Point-per-instance localization data
Start of Block
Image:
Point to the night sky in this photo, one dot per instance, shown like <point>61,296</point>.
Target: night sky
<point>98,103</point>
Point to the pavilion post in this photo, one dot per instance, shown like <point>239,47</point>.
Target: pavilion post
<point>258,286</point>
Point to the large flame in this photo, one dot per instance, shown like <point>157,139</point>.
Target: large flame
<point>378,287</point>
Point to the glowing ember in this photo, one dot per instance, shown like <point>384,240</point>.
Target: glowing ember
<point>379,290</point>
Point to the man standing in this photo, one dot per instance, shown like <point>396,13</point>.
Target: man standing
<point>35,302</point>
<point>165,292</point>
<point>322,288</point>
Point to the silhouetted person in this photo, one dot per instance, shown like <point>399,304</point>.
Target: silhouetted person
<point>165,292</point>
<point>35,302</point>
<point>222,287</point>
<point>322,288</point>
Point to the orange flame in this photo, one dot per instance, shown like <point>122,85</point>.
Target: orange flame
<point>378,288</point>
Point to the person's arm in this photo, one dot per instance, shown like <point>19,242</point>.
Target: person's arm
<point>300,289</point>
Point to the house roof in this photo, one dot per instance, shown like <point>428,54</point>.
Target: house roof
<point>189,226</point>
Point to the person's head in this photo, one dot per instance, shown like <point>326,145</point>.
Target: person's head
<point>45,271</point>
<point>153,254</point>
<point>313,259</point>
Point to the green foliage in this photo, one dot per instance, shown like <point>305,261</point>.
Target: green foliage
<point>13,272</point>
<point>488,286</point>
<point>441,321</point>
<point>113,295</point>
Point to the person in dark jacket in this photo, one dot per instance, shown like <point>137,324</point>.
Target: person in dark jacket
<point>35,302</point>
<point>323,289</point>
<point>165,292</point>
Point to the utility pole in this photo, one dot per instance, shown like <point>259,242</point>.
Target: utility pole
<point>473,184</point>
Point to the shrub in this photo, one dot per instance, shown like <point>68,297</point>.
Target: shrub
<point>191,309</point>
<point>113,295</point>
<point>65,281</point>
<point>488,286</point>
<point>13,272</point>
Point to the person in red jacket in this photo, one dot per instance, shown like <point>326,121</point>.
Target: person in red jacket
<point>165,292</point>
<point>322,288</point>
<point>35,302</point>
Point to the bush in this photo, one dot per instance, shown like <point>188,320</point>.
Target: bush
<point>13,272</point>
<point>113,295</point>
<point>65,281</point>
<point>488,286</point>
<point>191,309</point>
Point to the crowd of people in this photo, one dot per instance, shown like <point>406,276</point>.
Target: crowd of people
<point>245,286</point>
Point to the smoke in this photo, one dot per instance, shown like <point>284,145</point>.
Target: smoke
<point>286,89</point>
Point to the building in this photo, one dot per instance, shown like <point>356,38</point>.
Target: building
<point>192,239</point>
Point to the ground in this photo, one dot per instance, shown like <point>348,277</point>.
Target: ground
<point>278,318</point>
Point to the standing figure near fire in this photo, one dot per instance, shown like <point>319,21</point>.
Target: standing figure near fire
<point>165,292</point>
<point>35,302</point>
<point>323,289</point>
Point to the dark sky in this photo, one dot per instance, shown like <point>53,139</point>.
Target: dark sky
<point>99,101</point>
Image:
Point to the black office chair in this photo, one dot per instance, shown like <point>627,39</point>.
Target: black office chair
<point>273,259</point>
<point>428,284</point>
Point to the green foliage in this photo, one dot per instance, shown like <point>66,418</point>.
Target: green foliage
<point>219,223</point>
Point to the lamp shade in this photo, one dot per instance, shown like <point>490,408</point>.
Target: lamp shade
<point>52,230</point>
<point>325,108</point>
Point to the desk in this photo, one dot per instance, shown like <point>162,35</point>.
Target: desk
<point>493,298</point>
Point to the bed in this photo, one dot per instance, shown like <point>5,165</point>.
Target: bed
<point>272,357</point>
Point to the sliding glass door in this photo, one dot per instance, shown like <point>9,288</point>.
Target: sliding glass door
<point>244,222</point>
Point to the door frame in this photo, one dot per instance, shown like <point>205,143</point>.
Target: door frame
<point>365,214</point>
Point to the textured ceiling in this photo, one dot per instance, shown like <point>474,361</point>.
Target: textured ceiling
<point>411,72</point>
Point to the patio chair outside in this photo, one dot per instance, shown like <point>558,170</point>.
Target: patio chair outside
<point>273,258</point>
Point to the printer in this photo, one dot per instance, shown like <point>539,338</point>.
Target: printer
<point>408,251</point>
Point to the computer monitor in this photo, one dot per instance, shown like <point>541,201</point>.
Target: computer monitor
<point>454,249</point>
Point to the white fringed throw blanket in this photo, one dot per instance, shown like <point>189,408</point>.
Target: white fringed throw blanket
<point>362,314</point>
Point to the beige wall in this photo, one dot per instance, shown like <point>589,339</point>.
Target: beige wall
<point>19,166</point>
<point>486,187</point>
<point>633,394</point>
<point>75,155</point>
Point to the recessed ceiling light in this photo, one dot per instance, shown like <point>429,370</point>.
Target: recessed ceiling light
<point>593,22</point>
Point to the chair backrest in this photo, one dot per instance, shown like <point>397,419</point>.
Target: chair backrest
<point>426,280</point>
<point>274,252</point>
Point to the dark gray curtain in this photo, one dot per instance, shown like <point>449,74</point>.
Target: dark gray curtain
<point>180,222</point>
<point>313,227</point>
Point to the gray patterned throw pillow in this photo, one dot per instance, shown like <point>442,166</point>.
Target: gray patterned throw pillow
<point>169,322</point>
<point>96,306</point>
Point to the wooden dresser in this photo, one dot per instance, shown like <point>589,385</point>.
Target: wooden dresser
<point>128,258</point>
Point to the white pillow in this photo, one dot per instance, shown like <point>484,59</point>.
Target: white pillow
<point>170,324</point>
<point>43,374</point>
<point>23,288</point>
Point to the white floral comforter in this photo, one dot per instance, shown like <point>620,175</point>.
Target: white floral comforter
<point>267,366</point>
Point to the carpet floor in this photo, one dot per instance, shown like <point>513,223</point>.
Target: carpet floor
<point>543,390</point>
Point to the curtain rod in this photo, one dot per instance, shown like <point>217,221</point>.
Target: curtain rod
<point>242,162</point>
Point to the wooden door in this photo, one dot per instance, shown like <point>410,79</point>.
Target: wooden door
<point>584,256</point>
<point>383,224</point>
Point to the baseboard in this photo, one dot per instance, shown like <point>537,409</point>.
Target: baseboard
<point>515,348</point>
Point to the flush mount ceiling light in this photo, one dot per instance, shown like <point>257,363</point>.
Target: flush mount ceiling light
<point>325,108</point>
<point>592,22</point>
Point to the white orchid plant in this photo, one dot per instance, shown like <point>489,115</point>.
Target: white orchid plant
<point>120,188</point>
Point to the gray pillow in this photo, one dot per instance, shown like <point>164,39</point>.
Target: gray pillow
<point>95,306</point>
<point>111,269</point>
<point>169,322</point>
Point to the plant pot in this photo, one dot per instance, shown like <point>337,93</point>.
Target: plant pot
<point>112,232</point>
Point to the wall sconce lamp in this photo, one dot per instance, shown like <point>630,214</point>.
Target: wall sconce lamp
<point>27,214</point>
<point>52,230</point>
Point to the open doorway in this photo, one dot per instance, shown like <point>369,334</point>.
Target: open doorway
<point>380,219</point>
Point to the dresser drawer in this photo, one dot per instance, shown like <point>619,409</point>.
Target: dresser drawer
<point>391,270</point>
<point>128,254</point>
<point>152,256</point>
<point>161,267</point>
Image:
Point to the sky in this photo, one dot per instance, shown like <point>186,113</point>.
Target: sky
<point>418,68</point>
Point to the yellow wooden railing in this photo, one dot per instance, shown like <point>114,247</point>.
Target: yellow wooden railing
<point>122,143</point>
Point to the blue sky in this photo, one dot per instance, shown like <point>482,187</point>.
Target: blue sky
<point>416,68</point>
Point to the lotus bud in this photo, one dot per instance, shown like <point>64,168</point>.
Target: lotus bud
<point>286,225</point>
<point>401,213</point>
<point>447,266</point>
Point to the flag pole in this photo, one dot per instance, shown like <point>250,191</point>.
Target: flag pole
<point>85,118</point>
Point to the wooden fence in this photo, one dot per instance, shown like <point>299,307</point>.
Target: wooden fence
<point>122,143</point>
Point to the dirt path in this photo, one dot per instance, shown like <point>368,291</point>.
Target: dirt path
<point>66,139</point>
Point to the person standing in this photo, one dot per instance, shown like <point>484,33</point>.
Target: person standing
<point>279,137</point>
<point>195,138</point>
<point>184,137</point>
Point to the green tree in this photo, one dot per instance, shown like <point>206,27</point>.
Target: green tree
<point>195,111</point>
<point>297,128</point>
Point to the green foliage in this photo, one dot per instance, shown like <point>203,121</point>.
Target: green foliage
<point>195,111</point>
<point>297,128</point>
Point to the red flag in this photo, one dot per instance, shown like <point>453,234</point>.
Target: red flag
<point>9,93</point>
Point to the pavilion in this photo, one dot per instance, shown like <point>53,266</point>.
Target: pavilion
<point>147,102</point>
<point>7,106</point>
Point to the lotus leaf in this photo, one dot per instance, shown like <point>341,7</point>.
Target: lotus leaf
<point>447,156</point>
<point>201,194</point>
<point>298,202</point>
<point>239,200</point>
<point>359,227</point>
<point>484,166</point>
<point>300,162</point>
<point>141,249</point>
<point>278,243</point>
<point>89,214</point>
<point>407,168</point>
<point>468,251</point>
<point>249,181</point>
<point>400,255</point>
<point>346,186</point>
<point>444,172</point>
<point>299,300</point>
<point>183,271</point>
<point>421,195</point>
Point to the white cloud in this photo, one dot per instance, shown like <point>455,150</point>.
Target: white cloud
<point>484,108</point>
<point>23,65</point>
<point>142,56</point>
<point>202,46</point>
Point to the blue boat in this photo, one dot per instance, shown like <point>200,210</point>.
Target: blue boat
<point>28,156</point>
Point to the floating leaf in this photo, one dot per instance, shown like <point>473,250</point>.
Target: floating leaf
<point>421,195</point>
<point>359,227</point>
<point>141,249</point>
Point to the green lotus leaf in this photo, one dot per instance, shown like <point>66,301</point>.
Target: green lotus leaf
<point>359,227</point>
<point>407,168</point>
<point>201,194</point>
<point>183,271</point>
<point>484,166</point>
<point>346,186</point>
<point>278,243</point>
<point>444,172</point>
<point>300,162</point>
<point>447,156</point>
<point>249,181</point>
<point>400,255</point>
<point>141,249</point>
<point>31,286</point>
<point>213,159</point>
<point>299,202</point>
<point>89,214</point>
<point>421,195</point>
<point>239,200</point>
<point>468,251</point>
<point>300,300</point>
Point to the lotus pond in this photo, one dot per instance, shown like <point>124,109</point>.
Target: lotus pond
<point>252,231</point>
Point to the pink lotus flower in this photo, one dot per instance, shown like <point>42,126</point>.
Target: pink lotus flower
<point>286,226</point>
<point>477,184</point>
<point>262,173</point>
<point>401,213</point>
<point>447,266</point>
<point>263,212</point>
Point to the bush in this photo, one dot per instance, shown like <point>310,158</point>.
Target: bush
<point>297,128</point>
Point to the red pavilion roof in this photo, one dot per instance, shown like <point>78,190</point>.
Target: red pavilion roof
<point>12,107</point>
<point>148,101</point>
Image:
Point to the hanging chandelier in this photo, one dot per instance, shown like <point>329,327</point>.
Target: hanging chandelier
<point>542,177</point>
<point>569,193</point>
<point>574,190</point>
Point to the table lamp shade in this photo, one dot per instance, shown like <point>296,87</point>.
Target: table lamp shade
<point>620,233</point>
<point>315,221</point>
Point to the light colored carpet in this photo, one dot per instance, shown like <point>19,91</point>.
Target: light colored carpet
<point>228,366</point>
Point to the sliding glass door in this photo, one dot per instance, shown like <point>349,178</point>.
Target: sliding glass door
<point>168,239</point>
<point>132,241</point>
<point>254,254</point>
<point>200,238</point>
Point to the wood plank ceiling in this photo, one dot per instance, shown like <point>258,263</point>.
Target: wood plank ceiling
End of Block
__Task description__.
I need each line of the entries that holds the string "plank" located and copied.

__Answer to this problem__.
Point to the wood plank ceiling in this photo, one dot per instance, shown like <point>258,263</point>.
Target: wood plank ceiling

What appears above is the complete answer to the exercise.